- [YOUR TASK]: Reply with one number only: the count of lines below that contain the word "church".

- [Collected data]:
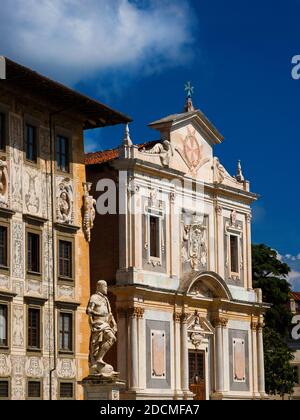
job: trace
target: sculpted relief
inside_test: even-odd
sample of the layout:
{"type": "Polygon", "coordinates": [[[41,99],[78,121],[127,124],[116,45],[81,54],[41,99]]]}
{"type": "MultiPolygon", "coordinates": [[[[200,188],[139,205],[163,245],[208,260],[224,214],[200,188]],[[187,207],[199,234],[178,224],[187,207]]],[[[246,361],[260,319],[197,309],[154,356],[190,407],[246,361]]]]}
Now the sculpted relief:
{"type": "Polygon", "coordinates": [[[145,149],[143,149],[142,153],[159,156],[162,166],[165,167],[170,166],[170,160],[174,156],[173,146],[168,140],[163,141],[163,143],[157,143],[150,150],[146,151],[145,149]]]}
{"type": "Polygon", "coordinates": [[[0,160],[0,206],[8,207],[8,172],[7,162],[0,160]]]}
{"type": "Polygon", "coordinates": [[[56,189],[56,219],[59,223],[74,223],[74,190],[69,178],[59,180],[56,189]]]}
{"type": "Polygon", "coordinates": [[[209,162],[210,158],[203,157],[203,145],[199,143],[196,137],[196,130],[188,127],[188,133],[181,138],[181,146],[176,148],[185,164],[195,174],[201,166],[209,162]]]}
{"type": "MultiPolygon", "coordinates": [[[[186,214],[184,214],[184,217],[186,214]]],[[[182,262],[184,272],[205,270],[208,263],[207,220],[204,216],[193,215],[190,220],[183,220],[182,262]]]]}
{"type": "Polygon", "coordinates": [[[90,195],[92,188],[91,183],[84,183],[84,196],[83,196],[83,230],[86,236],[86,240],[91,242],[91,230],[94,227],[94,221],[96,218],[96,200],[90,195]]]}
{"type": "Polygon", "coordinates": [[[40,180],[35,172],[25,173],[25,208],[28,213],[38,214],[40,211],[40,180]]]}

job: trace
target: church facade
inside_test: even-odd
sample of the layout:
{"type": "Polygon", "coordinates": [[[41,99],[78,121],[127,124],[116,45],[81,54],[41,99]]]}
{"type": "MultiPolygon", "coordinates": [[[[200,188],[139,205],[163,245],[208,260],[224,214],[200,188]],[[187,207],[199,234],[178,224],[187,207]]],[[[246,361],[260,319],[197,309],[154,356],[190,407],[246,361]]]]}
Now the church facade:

- [OUTPUT FOR THIS TASK]: 2